Only the lines of the data below from the one with "Target: camouflage uniform" through the one with "Target: tree line" are wanted. Repeat them exactly.

Entries taken from a collection

○ ○ ○ ○ ○

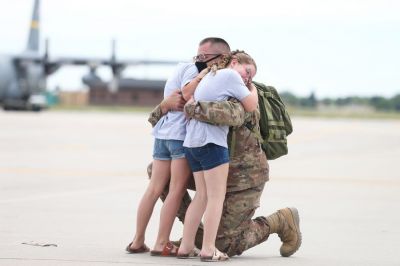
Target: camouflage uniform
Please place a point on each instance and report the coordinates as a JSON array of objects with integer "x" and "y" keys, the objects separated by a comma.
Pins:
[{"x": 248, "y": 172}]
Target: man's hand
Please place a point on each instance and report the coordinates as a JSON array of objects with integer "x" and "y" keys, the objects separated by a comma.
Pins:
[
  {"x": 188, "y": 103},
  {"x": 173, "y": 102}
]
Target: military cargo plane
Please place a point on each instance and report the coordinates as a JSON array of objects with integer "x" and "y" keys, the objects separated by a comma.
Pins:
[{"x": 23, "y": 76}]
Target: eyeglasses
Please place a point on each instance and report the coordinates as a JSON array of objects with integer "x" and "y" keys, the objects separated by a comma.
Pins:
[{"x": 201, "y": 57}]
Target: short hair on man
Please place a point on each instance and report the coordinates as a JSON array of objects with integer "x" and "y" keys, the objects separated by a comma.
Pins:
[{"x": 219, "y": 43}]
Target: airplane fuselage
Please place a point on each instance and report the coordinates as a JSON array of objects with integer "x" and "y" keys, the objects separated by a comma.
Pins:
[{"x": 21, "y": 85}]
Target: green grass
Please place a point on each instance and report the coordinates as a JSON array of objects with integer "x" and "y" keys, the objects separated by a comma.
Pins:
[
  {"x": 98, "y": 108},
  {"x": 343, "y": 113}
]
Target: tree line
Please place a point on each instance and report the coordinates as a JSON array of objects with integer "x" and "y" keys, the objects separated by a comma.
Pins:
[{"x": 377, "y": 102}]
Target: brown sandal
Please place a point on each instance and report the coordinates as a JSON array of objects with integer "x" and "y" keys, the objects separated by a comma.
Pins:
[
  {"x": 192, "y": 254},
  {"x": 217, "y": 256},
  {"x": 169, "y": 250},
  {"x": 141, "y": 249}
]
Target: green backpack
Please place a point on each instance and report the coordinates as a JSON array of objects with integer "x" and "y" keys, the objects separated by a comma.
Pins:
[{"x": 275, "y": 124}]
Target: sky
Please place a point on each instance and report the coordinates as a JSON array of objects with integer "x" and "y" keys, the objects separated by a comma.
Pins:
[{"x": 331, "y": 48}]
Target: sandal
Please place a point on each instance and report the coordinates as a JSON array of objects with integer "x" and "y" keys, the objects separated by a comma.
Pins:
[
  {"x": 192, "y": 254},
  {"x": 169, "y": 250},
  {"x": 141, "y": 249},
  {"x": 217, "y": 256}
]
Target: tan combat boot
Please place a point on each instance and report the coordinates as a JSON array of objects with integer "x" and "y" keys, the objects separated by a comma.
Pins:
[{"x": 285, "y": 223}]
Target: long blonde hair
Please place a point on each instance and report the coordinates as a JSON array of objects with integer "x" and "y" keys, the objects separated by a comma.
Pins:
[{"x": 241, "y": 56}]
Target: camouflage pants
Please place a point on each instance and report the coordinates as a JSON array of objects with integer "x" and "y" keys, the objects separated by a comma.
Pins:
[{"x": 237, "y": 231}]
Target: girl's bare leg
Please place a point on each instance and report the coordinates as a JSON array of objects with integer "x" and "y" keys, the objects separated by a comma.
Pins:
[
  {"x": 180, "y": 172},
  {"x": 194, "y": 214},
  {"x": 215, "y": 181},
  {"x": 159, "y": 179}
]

○ ○ ○ ○ ○

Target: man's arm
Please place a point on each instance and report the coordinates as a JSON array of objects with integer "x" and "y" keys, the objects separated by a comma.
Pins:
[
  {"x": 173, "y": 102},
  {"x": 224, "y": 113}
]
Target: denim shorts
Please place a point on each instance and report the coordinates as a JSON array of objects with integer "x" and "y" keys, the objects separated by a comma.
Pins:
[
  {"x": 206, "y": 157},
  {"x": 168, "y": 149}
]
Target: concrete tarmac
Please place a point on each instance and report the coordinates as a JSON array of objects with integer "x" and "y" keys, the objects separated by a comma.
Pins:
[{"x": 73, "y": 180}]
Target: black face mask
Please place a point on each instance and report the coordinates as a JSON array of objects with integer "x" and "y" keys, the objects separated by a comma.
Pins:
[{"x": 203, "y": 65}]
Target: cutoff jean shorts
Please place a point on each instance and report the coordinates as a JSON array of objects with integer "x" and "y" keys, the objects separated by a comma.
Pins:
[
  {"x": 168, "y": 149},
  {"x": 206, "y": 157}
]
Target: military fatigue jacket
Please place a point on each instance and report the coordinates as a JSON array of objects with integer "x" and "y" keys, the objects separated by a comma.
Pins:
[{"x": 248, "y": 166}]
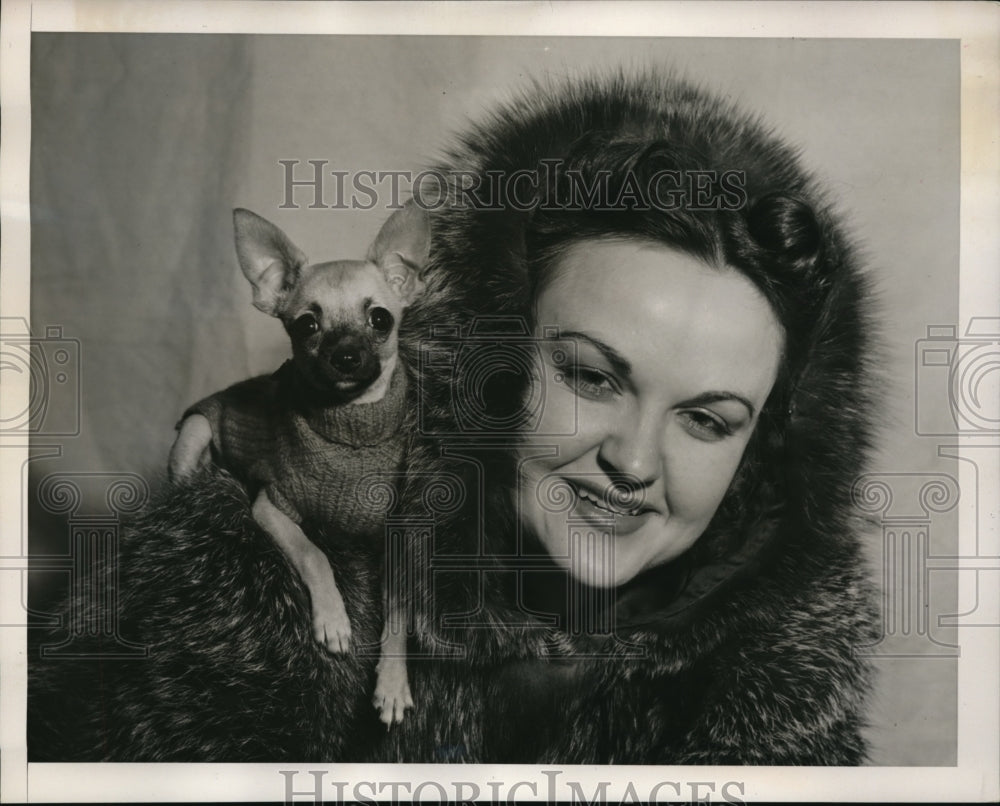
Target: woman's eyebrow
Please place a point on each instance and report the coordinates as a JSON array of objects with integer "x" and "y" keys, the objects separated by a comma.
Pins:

○ ○ ○ ○ ○

● **Result for this exercise**:
Target: camouflage uniform
Please place a point on each instance and report the coordinates as a JSON array of objects with integer "x" and "y" keys, the objects separated by a comma.
Pins:
[{"x": 248, "y": 172}]
Target: man's hand
Please place a point on each instance and report the coordinates as a JSON array of objects with integer "x" and "y" keys, the objects separated by a comma.
Pins:
[
  {"x": 188, "y": 103},
  {"x": 173, "y": 102}
]
Target: military cargo plane
Please place a point on each instance and report the coordinates as a JSON array of objects with integer "x" and "y" keys, the objects separated by a comma.
Pins:
[{"x": 23, "y": 76}]
Target: eyeglasses
Please place a point on each instance and report the coordinates as a JSON array of objects with integer "x" and "y" keys, the objects separated by a comma.
Pins:
[{"x": 201, "y": 57}]
Target: short hair on man
Please place a point on each instance and report the coordinates as a JSON array of objects with integer "x" and "y" keys, the objects separated by a comma.
Pins:
[{"x": 219, "y": 43}]
Target: airplane fuselage
Please place a point on each instance and report the coordinates as a JSON array of objects with integer "x" and "y" keys, the objects separated by a comma.
Pins:
[{"x": 21, "y": 85}]
Target: green grass
Please place a point on each instance and report the coordinates as a JSON array of objects with integer "x" and "y" keys, the objects separated by a comma.
Pins:
[
  {"x": 98, "y": 108},
  {"x": 343, "y": 113}
]
Target: tree line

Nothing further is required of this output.